Count the lines in the records below that contain the string "window", treating uppercase and lowercase as different. Give only the number.

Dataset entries
+ + + + +

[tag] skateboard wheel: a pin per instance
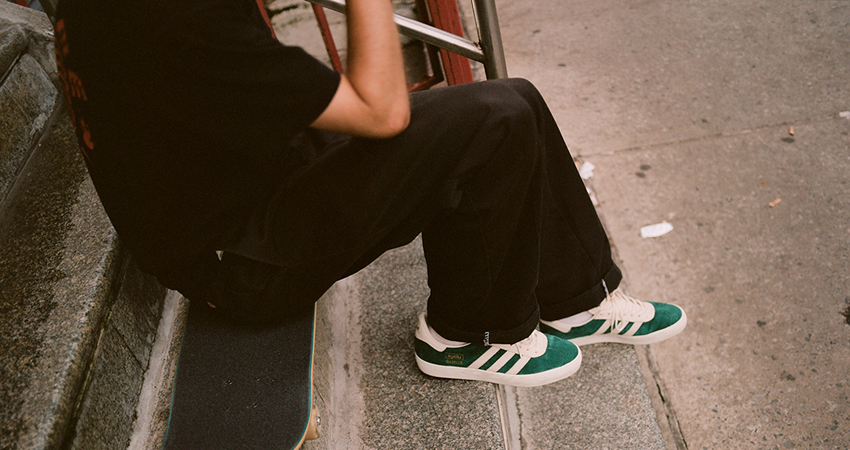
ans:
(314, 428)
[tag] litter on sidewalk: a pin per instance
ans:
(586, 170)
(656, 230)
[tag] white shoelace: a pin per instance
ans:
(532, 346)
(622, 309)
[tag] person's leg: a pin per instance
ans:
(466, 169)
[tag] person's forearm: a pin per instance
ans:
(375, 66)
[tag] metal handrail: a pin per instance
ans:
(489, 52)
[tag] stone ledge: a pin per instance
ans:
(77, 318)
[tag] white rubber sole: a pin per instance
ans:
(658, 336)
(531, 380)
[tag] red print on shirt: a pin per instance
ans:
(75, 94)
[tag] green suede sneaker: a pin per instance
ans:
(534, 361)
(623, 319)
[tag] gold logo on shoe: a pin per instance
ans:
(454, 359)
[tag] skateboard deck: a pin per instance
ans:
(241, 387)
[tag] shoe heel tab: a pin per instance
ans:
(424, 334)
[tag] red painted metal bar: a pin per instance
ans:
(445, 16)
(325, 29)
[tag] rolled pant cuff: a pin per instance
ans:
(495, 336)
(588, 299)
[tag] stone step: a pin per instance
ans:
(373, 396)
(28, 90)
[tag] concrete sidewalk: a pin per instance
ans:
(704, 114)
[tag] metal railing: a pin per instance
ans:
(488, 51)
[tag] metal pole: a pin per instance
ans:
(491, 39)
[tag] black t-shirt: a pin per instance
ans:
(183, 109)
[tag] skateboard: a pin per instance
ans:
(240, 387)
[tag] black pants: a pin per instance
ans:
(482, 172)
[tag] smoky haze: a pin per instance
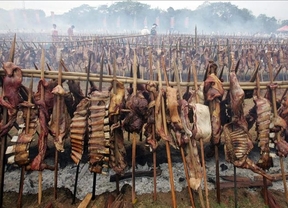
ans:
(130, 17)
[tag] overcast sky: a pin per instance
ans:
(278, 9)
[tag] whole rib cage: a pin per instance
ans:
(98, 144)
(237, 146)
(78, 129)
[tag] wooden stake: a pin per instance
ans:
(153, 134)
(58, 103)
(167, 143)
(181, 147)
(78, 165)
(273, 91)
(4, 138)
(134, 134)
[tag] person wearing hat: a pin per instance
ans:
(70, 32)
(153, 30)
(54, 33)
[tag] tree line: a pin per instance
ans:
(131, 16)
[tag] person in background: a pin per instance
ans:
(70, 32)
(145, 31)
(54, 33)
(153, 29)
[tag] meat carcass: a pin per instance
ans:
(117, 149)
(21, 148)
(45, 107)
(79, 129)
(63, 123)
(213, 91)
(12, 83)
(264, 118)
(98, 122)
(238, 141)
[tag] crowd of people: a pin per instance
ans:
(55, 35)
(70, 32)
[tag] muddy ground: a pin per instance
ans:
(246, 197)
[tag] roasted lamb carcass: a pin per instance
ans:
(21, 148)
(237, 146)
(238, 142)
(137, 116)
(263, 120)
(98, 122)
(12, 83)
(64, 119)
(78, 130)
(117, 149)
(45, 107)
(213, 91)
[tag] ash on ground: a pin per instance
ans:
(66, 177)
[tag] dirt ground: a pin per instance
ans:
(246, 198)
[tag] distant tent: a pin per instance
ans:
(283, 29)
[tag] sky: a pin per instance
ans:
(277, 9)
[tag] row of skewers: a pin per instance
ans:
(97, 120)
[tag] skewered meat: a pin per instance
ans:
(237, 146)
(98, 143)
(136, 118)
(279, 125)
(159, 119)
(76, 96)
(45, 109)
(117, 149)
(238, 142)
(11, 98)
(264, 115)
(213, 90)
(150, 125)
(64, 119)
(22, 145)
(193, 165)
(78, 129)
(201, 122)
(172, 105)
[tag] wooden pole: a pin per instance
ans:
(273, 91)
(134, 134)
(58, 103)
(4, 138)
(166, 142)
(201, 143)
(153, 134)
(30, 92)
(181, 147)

+ + + + +

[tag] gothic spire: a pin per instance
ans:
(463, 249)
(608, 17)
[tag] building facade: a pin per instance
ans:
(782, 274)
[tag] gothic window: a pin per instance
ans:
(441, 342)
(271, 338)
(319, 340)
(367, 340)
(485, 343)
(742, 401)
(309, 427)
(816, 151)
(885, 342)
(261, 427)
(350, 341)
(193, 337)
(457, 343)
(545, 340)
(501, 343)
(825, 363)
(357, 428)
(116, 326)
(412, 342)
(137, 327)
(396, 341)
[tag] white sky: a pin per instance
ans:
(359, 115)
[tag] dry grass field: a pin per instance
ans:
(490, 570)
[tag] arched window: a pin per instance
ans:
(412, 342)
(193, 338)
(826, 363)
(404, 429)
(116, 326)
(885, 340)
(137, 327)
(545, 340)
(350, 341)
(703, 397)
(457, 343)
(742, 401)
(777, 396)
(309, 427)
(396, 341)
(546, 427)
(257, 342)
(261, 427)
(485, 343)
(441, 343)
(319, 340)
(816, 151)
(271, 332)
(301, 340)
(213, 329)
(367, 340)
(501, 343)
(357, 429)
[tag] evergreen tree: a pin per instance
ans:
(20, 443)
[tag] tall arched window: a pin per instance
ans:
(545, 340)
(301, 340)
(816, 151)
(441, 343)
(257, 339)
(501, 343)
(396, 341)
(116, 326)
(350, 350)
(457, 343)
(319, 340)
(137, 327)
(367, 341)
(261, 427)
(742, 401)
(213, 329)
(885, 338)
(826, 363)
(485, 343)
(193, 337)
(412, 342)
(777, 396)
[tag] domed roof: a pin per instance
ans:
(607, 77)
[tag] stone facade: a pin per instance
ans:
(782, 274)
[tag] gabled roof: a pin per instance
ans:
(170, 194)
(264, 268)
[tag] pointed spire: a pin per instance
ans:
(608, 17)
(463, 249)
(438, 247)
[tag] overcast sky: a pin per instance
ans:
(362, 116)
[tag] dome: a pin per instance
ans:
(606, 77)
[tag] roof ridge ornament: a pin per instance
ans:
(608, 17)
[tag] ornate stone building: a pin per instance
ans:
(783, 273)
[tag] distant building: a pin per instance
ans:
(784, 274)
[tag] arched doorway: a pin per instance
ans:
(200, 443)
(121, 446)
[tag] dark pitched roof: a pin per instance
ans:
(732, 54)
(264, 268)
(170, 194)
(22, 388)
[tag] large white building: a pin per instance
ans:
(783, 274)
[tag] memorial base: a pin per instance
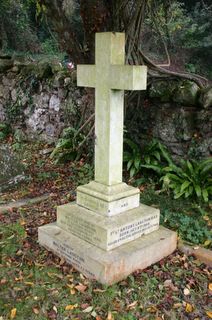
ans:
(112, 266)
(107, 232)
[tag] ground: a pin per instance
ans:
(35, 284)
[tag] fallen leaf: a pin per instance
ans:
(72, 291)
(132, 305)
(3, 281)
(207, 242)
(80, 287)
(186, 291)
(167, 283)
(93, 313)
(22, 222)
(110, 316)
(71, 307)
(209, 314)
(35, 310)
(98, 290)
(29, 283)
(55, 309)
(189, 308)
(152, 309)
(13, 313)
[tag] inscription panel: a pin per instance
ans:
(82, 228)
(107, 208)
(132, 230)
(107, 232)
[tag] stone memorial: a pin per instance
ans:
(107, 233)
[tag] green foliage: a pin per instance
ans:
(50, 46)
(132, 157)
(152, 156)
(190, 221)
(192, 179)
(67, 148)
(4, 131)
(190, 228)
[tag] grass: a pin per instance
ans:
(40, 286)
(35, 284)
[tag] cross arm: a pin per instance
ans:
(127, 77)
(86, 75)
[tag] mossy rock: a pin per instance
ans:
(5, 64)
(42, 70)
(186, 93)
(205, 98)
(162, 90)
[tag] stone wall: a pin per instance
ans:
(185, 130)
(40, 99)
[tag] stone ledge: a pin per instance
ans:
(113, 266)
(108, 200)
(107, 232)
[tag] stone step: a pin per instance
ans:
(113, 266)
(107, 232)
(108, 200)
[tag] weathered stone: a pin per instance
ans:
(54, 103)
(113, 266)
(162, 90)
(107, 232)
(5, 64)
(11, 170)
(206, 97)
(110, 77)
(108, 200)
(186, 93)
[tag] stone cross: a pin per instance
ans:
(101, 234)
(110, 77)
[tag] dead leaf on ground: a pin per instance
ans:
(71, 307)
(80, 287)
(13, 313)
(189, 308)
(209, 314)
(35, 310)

+ + + + +

PROBLEM SOLUTION ▸ 3